▶ SOURCE MATERIAL
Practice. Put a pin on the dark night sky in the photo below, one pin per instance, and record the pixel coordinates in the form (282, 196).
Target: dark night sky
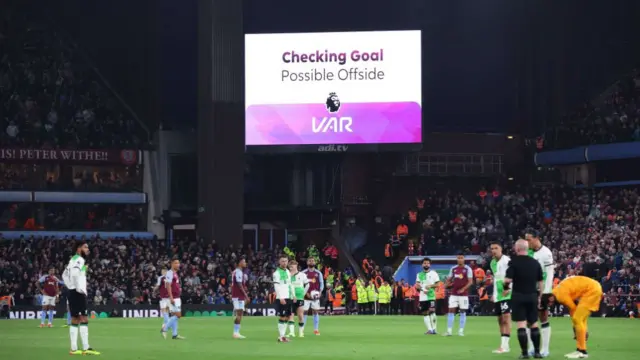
(494, 66)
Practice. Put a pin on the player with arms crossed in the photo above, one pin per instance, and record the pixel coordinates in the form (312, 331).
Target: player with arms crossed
(284, 294)
(589, 292)
(75, 279)
(524, 276)
(164, 302)
(460, 278)
(312, 298)
(300, 285)
(426, 282)
(172, 284)
(500, 299)
(48, 286)
(239, 295)
(544, 256)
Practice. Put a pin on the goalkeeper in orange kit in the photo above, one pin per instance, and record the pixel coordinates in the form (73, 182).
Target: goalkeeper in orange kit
(582, 296)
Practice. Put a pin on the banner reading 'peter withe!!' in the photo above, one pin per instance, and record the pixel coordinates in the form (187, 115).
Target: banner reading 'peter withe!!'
(333, 88)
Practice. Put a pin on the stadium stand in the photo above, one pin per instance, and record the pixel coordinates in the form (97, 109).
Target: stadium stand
(590, 231)
(612, 118)
(50, 98)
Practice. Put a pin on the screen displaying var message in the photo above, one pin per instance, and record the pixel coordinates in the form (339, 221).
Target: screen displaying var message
(333, 88)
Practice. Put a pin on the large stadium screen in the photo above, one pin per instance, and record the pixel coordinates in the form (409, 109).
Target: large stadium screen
(333, 88)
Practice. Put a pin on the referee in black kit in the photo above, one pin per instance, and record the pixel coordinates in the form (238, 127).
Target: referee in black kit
(525, 274)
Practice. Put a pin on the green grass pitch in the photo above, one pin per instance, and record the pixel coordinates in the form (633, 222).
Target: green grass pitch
(343, 337)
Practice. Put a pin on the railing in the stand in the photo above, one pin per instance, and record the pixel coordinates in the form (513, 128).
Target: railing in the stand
(443, 164)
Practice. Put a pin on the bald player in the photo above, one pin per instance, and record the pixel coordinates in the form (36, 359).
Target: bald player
(544, 256)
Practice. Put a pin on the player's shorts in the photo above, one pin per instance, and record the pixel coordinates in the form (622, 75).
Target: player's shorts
(77, 303)
(296, 304)
(283, 310)
(165, 303)
(457, 301)
(502, 308)
(48, 300)
(176, 306)
(590, 300)
(237, 304)
(544, 302)
(524, 307)
(426, 306)
(312, 304)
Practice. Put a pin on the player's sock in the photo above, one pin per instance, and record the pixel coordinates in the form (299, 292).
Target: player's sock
(282, 327)
(165, 322)
(316, 321)
(73, 336)
(427, 323)
(463, 320)
(529, 342)
(545, 330)
(523, 339)
(84, 335)
(175, 325)
(169, 324)
(535, 339)
(504, 341)
(433, 321)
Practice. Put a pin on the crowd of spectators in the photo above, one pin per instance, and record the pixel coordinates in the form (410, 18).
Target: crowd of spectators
(77, 217)
(594, 232)
(70, 177)
(616, 118)
(50, 98)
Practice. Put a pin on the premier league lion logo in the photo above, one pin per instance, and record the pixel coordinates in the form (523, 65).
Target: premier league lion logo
(333, 103)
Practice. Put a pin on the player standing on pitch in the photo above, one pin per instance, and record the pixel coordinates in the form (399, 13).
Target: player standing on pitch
(589, 294)
(239, 295)
(500, 299)
(164, 302)
(525, 276)
(544, 256)
(172, 283)
(460, 278)
(312, 298)
(284, 293)
(426, 282)
(300, 287)
(48, 286)
(75, 279)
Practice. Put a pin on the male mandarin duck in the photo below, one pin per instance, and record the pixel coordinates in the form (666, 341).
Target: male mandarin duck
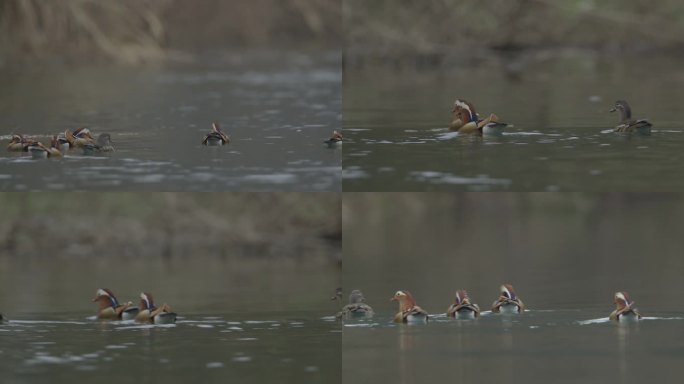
(335, 140)
(110, 309)
(19, 143)
(79, 138)
(624, 310)
(150, 314)
(357, 308)
(409, 312)
(508, 302)
(104, 144)
(462, 308)
(466, 120)
(215, 137)
(62, 142)
(627, 123)
(40, 151)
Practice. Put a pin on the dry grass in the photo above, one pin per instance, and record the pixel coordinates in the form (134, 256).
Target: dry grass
(171, 225)
(463, 25)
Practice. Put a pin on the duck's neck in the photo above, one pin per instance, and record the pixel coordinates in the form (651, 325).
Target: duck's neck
(626, 112)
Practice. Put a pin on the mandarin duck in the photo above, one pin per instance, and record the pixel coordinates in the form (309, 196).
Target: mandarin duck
(508, 301)
(409, 312)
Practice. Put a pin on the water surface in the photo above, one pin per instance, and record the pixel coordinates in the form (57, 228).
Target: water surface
(253, 321)
(397, 138)
(276, 107)
(566, 254)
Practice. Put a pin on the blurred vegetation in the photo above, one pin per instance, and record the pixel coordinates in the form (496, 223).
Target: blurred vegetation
(440, 26)
(142, 31)
(168, 226)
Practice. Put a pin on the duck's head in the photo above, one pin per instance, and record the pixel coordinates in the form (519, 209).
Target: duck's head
(356, 297)
(106, 298)
(83, 133)
(146, 301)
(461, 297)
(17, 138)
(338, 294)
(622, 300)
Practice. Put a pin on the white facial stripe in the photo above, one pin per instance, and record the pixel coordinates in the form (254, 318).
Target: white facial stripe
(462, 104)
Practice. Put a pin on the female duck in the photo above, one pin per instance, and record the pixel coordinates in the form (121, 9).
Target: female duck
(110, 309)
(624, 311)
(627, 123)
(40, 151)
(19, 143)
(150, 314)
(335, 140)
(508, 301)
(215, 137)
(357, 308)
(409, 312)
(462, 308)
(466, 120)
(79, 138)
(104, 144)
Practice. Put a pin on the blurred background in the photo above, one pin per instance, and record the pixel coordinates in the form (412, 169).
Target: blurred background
(155, 75)
(559, 250)
(566, 254)
(435, 28)
(249, 275)
(267, 252)
(551, 69)
(133, 32)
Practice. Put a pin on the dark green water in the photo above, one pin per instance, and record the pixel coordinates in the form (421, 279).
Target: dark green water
(397, 138)
(565, 253)
(259, 321)
(276, 107)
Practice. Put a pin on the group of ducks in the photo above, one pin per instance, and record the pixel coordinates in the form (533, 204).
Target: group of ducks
(80, 138)
(462, 308)
(145, 312)
(466, 120)
(217, 137)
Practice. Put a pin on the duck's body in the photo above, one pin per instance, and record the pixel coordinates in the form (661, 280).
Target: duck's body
(462, 308)
(149, 313)
(335, 140)
(104, 144)
(40, 151)
(357, 308)
(111, 309)
(62, 143)
(466, 120)
(627, 123)
(19, 143)
(409, 311)
(215, 137)
(508, 301)
(79, 138)
(624, 311)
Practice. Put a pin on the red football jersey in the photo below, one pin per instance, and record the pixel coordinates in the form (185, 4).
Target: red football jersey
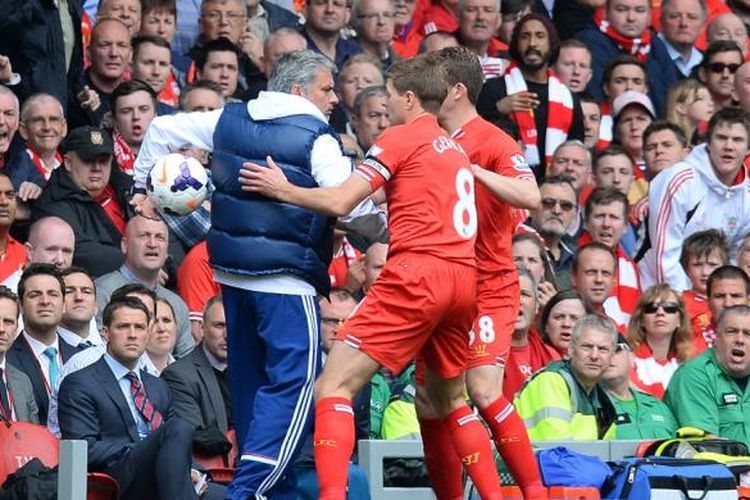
(430, 190)
(494, 150)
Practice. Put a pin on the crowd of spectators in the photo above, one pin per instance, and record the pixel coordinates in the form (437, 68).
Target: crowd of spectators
(634, 314)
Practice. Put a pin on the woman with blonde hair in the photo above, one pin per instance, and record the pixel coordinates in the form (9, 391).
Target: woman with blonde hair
(690, 106)
(660, 335)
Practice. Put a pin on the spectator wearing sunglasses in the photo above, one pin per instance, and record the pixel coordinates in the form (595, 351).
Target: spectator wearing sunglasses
(661, 337)
(639, 415)
(553, 219)
(721, 61)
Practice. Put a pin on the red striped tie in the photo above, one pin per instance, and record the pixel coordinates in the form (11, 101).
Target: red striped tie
(144, 405)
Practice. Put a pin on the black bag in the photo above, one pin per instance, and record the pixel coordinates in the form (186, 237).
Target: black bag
(33, 481)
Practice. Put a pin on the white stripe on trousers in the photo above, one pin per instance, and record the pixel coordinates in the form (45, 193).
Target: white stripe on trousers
(302, 407)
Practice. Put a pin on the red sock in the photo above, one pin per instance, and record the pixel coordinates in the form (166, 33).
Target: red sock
(512, 442)
(442, 461)
(333, 443)
(473, 446)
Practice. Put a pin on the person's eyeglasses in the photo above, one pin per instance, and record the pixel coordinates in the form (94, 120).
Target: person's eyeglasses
(332, 321)
(622, 346)
(667, 307)
(565, 205)
(720, 67)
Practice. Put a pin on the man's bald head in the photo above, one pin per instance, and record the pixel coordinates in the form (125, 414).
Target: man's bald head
(51, 241)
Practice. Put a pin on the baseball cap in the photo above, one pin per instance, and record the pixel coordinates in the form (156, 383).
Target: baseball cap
(629, 97)
(88, 142)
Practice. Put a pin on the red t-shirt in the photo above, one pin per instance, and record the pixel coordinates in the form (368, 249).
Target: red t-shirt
(429, 186)
(195, 281)
(494, 150)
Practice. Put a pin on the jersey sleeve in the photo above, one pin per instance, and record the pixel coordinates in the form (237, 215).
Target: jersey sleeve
(383, 158)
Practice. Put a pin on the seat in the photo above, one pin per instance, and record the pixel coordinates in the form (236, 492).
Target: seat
(23, 441)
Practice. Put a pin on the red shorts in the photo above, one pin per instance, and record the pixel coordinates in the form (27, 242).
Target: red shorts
(418, 305)
(497, 310)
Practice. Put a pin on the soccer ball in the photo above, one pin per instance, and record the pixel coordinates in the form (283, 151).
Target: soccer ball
(177, 184)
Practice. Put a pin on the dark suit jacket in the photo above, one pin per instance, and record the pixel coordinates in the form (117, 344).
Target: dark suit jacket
(23, 395)
(21, 356)
(196, 396)
(93, 408)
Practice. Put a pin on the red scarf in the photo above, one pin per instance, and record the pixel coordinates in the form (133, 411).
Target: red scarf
(559, 115)
(638, 47)
(43, 170)
(123, 154)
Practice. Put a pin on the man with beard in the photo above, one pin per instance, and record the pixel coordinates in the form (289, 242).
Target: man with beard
(552, 220)
(530, 94)
(706, 190)
(710, 391)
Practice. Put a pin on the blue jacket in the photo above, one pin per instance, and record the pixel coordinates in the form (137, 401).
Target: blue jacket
(661, 70)
(251, 235)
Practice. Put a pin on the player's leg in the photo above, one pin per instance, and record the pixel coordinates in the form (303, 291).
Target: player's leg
(441, 458)
(282, 409)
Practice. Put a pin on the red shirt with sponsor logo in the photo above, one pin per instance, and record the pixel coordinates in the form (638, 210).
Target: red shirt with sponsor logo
(494, 150)
(430, 190)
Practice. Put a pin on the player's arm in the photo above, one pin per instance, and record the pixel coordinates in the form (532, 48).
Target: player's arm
(519, 192)
(335, 201)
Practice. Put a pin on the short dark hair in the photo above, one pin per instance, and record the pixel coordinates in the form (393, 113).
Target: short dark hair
(130, 289)
(131, 87)
(702, 243)
(222, 44)
(38, 269)
(594, 245)
(659, 125)
(198, 84)
(126, 302)
(604, 196)
(728, 116)
(78, 270)
(621, 60)
(554, 40)
(460, 65)
(611, 150)
(169, 6)
(139, 40)
(727, 272)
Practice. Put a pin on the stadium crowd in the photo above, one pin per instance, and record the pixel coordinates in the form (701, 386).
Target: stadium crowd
(633, 298)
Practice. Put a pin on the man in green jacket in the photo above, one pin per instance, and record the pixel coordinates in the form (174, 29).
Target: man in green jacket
(565, 400)
(639, 415)
(710, 392)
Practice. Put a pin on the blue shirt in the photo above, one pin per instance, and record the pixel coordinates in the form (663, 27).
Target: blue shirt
(120, 371)
(685, 67)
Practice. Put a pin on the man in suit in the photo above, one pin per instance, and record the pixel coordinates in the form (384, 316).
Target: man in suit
(199, 385)
(16, 394)
(38, 351)
(125, 415)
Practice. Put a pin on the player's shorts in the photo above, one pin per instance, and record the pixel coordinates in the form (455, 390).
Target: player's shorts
(492, 330)
(419, 304)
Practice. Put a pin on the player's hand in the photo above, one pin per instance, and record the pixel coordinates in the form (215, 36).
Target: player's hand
(545, 291)
(521, 101)
(143, 205)
(89, 99)
(6, 70)
(269, 181)
(28, 191)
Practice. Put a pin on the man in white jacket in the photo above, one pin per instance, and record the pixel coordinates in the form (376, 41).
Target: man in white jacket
(709, 189)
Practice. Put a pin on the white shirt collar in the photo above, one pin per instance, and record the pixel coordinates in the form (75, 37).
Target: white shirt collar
(212, 359)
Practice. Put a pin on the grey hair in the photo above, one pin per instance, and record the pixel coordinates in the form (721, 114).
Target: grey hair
(366, 93)
(739, 309)
(6, 91)
(298, 68)
(36, 98)
(575, 143)
(595, 322)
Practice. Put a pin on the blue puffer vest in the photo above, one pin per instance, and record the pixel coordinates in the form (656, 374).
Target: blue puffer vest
(251, 235)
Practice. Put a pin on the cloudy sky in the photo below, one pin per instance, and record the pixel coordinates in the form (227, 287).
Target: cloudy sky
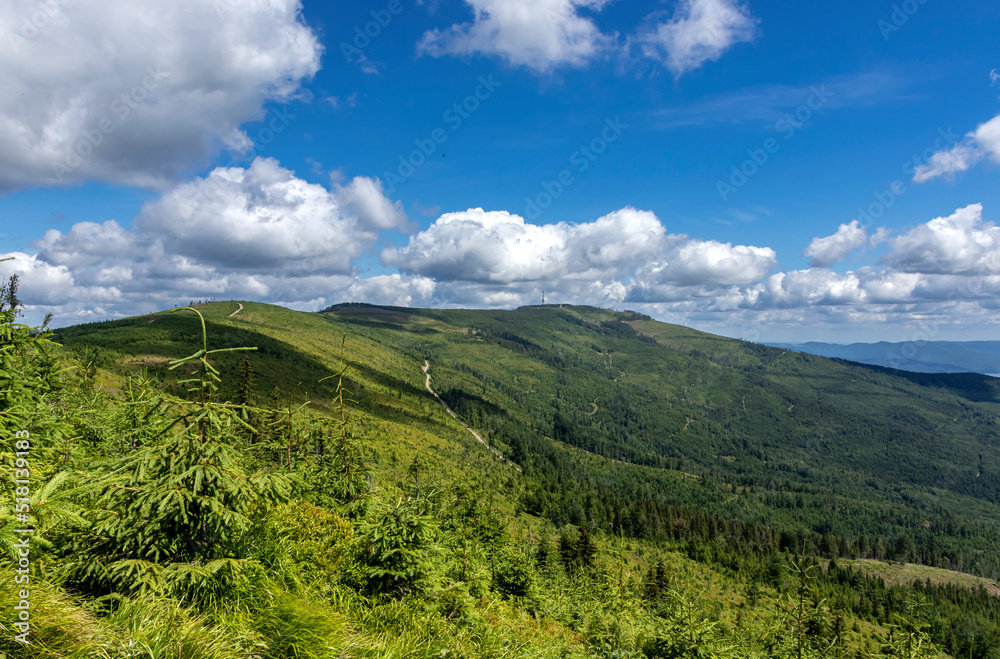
(757, 168)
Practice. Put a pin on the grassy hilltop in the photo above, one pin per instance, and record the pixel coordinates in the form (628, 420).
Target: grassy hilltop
(661, 492)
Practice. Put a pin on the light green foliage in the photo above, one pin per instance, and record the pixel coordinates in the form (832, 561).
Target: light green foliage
(168, 515)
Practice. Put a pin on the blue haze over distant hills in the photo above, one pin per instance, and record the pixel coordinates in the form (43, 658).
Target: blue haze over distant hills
(919, 356)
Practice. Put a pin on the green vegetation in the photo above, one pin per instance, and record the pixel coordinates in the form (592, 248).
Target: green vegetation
(675, 494)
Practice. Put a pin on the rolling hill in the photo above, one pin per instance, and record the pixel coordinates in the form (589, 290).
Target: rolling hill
(919, 356)
(620, 421)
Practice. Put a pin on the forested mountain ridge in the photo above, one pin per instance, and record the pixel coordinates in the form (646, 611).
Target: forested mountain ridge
(664, 415)
(676, 494)
(920, 356)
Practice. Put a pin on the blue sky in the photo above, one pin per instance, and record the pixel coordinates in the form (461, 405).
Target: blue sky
(774, 171)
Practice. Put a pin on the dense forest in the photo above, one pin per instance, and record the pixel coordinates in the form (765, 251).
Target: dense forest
(281, 484)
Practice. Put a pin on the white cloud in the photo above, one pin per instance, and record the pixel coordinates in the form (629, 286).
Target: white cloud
(962, 243)
(700, 31)
(366, 198)
(826, 251)
(255, 220)
(982, 143)
(258, 233)
(810, 288)
(500, 248)
(536, 34)
(237, 234)
(137, 91)
(711, 263)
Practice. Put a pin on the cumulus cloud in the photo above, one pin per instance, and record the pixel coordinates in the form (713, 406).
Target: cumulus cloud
(252, 221)
(962, 243)
(812, 287)
(700, 31)
(366, 197)
(980, 144)
(700, 269)
(536, 34)
(134, 91)
(254, 233)
(826, 251)
(257, 219)
(498, 247)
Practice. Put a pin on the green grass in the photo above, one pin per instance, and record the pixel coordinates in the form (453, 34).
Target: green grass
(772, 437)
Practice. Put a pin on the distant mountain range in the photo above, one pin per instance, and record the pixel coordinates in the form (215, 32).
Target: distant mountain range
(919, 356)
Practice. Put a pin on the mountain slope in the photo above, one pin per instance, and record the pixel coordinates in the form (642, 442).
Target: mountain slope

▶ WHAT IS EXPECTED
Find the line that contains "Practice. Put a pin on the forested" in the listing above. Retype it and every line after it up to the last, exactly, and nothing else.

▶ RESULT FOR THIS EXERCISE
Practice. Put a pin on the forested mountain ridge in the photo above, one pin per instance, and record the pixel coordinates in the form (646, 611).
Target: forested mountain ridge
(664, 415)
(676, 494)
(920, 356)
Practice. Put a pin on the blue sky in the photo above, one pin per instance, and record the pixel coordinates in the form (461, 405).
Target: blue sky
(774, 171)
Practice. Put a pin on the dense forest in the photo above, one pin per instance, and record the pixel coordinates in the form (765, 251).
Target: dense forest
(281, 484)
Practice. Put a pin on the white cloud in the photo above, one pin per instance, and record the pixel coordinates in the form (629, 286).
Target: white cloud
(962, 243)
(700, 31)
(366, 198)
(826, 251)
(255, 220)
(982, 143)
(258, 233)
(810, 288)
(500, 248)
(536, 34)
(237, 234)
(137, 91)
(711, 263)
Practice. Put a pin on the cumulus cloud in the photo above, one pin per instance, and record the pixel coordinates in the form (713, 406).
Target: cumulus cloud
(252, 221)
(962, 243)
(812, 287)
(700, 31)
(366, 197)
(980, 144)
(700, 269)
(536, 34)
(134, 91)
(254, 233)
(826, 251)
(257, 219)
(498, 247)
Practice. Put a pin on the green grass in the photo above, one pin per instance, and record the pixel coordinates in the form (453, 34).
Target: green grass
(772, 437)
Practice. Put a pin on the distant mountain range in the photo above, one pin per instance, and record the pixel coordinates in the form (215, 32).
Target: distant mountain range
(919, 356)
Practice. Put a pin on the mountain slope in the photo above, one pin per instance, and record the pixel coordinates in the form (642, 442).
Target: mountain slope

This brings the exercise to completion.